» **Task to carry out**
The answer must consist of each line of the records below that contains the string "chair".

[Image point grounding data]
● ● ● ●

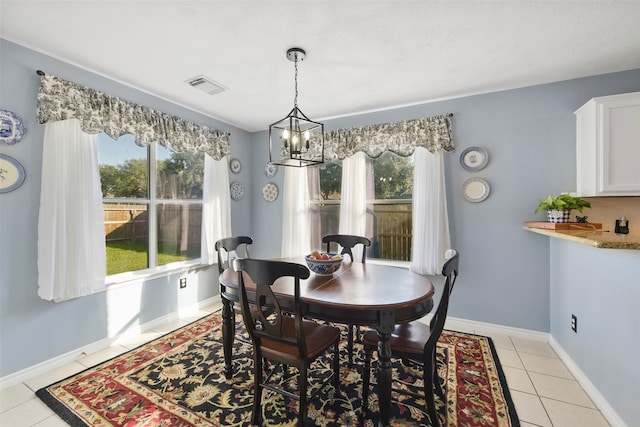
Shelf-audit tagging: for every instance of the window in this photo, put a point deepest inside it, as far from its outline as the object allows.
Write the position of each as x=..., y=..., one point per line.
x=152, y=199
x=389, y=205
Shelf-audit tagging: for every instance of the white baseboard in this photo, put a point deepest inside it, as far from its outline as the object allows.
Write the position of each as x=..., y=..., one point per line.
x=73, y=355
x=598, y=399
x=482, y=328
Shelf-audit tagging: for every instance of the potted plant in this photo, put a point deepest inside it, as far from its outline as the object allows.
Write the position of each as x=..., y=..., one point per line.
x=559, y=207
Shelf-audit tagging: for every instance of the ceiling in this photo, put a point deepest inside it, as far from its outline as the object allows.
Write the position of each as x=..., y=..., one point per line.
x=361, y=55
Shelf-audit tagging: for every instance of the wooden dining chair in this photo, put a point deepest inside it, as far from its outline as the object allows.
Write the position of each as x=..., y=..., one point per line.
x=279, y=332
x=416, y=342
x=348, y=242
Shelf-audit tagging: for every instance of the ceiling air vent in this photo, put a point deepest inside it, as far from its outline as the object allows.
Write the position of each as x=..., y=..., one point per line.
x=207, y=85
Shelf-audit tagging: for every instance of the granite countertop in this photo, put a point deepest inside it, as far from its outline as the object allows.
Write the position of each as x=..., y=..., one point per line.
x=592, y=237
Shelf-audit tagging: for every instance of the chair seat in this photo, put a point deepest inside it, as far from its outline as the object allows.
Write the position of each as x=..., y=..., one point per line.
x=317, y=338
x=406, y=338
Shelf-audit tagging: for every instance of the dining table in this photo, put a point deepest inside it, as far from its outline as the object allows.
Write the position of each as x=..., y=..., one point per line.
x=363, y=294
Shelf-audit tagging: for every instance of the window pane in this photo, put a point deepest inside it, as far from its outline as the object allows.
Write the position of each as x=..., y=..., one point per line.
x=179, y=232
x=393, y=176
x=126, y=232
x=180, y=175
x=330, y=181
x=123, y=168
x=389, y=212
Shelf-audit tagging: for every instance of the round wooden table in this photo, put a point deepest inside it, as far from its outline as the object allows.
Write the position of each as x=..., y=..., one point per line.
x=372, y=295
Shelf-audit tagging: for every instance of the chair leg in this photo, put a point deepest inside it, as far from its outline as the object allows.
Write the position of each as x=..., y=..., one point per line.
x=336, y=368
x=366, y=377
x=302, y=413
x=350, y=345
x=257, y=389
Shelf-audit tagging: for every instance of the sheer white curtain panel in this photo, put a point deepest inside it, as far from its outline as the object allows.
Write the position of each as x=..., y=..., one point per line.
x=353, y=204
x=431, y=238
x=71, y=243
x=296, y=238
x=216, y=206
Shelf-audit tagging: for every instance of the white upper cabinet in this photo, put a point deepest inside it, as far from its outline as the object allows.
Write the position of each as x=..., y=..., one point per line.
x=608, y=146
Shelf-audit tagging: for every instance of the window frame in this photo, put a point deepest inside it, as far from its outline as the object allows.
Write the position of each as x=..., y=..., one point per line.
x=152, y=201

● ● ● ●

» **Solution**
Shelf-audit tagging: for every instance of the wooden dining chair in this photo, put a point deepest inside it, as far from its outline as the object allows.
Shelf-audit tagging: for every instance of the chair seat in this photo, put a point deepest inside it, as far from its outline as the object allows.
Shelf-audit tagging: for every instance of the chair leg in this photo, put a point deepest inside it, as far from its outline as the object allows.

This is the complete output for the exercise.